Brief 1: According to the letter about Proactive Latency Control below, what does the research group use for network emulation?
Brief 2: Copy the stretch of the letter about Proactive Latency Control from "We have developed quic-test [1], an" through "US (~150ms RTT)".

Dear Dr. Jin-Hyeong Lee,

Thank you for sharing your excellent work on Proactive Latency Control (PLC) for LEO satellite networks. We have thoroughly reviewed your TechRxiv publication (DOI: 10.36227/techrxiv.176281113.30584908/v2) and find your dual-loop architecture both elegant and highly relevant to our ongoing research.

We are CloudBridge Research, a network protocol research group based in Russia, focusing on QUIC optimization for inter-regional and mobile networks. Your PLC approach addresses a fundamental problem we have also encountered: BBR's misinterpretation of predictable RTT spikes as congestion.

Our Research Context

We have developed quic-test [1], an open-source QUIC testing platform with the following capabilities:

Technical Infrastructure

  • BBRv2/BBRv3 Implementation: Modified quic-go fork with experimental congestion control
  • Forward Error Correction (FEC): XOR/RS codes with AVX2 optimization
    • Recovery rate: 80-90% for single packet losses
    • Overhead: 10-20% additional bandwidth
  • Automated Test Matrix: 1,260 tests across RTT/load/connection scenarios
  • Network Emulation: Linux tc (netem) for realistic conditions
  • Monitoring Stack: Prometheus metrics + Grafana dashboards
  • Real-world Traces: Moscow ↔ Frankfurt (~50ms RTT), Moscow ↔ US (~150ms RTT)

Key Research Findings [2]

Our October 2025 laboratory research revealed:

ScenarioCUBICBBRv2Improvement
Low RTT (5ms)95.2 Mbps98.1 Mbps+3.0%
Medium RTT (50ms)78.5 Mbps112.3 Mbps+43.1%
High RTT (200ms)45.2 Mbps89.7 Mbps+98.5%

ACK-Frequency Optimization:

  • Optimal frequency: 2-3 (15-25% overhead reduction)
  • Latency improvement: 10-20%

FEC Performance:

  • Critical for mobile networks (4G/5G) with 5% packet loss
  • Minimal latency impact
  • Significant reliability improvement in high-loss scenarios

GitHub Repository: https://github.com/twogc/quic-test
Research Website: https://cloudbridge-research.ru/research


Why PLC Resonates with Our Work

Your PLC architecture addresses three challenges we face in our deployment scenarios:

1. Mobile Network Handovers (4G/5G)

Excerpted records:
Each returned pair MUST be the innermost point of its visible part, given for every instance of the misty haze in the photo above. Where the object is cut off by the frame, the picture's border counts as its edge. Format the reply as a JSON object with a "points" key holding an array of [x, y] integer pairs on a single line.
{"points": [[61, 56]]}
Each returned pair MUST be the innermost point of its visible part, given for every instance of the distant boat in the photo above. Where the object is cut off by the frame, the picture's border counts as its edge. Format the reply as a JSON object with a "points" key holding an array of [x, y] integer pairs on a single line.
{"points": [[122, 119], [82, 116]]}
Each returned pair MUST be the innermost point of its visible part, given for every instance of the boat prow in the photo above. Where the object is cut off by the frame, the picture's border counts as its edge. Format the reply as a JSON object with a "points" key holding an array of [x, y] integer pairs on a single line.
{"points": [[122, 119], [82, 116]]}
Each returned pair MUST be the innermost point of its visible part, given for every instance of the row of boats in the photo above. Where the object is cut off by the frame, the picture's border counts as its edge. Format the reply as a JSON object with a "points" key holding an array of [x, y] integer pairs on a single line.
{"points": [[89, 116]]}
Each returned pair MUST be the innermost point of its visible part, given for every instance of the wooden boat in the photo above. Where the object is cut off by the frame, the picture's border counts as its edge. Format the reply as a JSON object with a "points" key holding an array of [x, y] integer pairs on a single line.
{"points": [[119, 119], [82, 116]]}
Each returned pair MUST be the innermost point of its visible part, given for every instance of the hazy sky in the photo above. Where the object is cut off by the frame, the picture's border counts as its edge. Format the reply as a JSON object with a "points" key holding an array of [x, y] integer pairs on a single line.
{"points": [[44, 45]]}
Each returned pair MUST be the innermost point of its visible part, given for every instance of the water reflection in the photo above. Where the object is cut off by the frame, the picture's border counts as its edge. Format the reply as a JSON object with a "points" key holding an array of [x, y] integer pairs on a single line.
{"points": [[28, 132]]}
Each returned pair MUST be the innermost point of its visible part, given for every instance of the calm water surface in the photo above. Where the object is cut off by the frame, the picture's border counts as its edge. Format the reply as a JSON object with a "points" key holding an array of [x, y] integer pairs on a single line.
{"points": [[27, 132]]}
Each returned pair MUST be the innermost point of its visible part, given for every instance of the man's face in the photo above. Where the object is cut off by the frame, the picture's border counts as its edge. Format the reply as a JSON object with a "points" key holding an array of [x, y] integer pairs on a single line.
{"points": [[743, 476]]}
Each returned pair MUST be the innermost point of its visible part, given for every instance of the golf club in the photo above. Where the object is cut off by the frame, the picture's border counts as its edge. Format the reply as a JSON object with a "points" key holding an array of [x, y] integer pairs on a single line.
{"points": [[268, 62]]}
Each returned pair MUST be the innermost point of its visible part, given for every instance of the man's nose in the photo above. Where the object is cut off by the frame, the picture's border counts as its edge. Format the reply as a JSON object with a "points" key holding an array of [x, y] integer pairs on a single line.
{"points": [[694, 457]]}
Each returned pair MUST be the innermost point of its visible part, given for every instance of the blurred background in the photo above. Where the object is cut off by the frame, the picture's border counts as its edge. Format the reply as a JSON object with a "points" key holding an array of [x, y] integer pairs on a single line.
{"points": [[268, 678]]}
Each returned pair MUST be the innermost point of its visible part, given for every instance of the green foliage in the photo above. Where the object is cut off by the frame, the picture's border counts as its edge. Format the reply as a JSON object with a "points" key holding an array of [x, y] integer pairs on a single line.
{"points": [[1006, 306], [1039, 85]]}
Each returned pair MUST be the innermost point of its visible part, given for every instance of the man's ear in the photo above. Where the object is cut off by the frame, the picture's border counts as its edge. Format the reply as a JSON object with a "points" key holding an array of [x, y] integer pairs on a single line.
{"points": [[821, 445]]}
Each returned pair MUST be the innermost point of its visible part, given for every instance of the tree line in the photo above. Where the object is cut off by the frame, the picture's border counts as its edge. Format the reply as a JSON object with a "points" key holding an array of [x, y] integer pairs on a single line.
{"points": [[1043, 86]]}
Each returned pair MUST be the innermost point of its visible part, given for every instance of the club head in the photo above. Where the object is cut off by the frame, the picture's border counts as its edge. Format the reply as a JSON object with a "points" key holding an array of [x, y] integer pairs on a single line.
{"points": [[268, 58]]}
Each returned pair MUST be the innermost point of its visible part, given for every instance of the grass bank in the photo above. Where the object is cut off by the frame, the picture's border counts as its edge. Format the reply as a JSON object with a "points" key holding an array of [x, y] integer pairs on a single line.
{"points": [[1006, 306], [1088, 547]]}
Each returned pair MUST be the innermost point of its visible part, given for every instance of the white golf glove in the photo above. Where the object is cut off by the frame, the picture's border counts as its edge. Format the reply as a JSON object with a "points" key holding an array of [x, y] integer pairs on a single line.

Result 1: Linux tc (netem)

Result 2:
We have developed quic-test [1], an open-source QUIC testing platform with the following capabilities:

Technical Infrastructure

  • BBRv2/BBRv3 Implementation: Modified quic-go fork with experimental congestion control
  • Forward Error Correction (FEC): XOR/RS codes with AVX2 optimization
    • Recovery rate: 80-90% for single packet losses
    • Overhead: 10-20% additional bandwidth
  • Automated Test Matrix: 1,260 tests across RTT/load/connection scenarios
  • Network Emulation: Linux tc (netem) for realistic conditions
  • Monitoring Stack: Prometheus metrics + Grafana dashboards
  • Real-world Traces: Moscow ↔ Frankfurt (~50ms RTT), Moscow ↔ US (~150ms RTT)